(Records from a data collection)
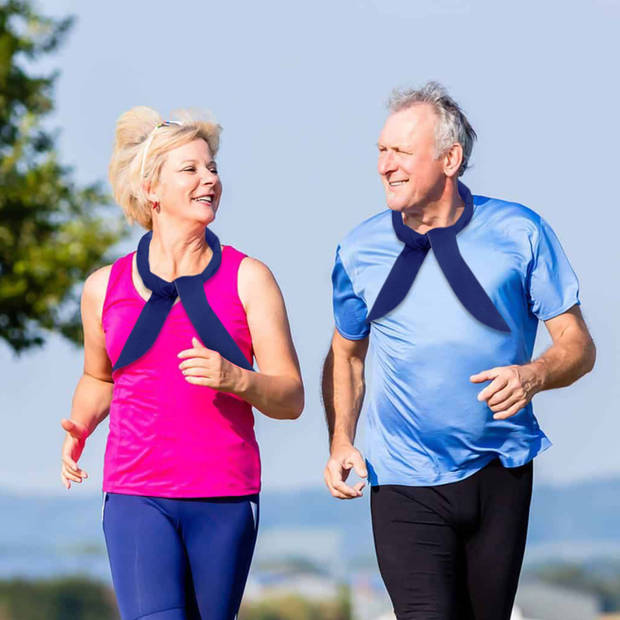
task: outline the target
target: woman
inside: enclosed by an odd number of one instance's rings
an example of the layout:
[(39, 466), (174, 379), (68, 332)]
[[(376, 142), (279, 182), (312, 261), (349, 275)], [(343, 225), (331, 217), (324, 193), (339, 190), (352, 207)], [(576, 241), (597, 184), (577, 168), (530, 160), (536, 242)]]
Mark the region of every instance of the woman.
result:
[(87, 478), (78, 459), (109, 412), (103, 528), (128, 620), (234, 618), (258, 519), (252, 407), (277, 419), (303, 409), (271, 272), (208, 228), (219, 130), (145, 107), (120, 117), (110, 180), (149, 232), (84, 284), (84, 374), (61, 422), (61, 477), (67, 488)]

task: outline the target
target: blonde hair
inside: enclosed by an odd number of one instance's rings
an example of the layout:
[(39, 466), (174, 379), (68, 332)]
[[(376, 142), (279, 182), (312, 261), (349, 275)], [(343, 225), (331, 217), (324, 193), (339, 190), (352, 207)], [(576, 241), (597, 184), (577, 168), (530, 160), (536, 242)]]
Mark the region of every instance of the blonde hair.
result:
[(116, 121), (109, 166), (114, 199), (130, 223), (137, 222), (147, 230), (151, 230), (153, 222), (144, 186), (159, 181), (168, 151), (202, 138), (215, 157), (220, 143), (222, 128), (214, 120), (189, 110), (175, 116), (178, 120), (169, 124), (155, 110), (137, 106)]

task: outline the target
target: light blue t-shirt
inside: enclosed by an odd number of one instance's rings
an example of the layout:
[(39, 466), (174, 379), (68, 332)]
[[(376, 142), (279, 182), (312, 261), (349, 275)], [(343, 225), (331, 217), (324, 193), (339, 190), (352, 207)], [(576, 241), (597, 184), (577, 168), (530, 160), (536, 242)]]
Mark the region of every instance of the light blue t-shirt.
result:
...
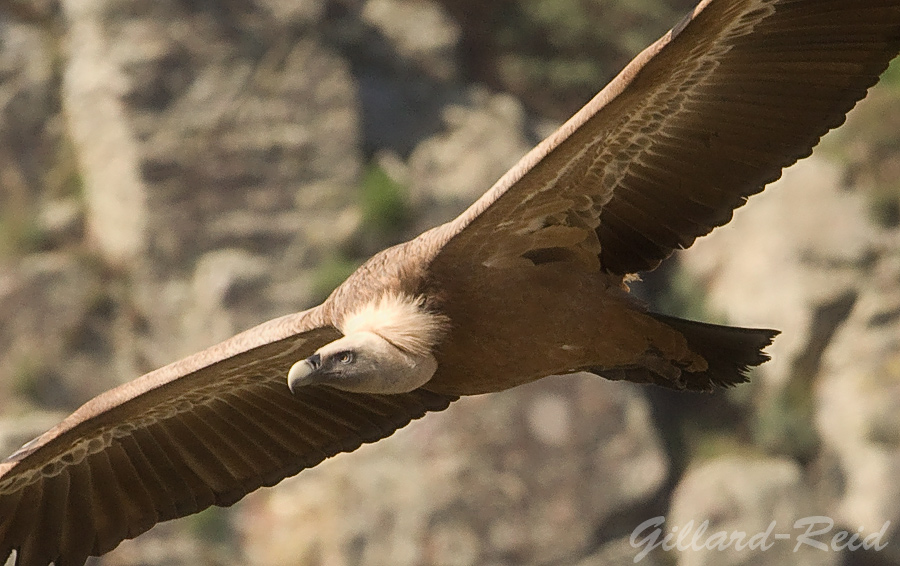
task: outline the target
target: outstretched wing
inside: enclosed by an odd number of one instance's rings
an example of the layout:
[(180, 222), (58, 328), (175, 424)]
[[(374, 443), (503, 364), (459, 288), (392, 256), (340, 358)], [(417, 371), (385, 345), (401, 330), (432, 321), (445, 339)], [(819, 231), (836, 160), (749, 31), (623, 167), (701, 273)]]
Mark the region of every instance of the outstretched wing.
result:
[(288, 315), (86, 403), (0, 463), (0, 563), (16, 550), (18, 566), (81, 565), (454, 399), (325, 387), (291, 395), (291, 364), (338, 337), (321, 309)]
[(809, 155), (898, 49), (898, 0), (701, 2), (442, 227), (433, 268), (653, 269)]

**Exercise objective:**
Find how many lines in the data above include the string "blonde", and give that number alone.

**Exercise answer:**
2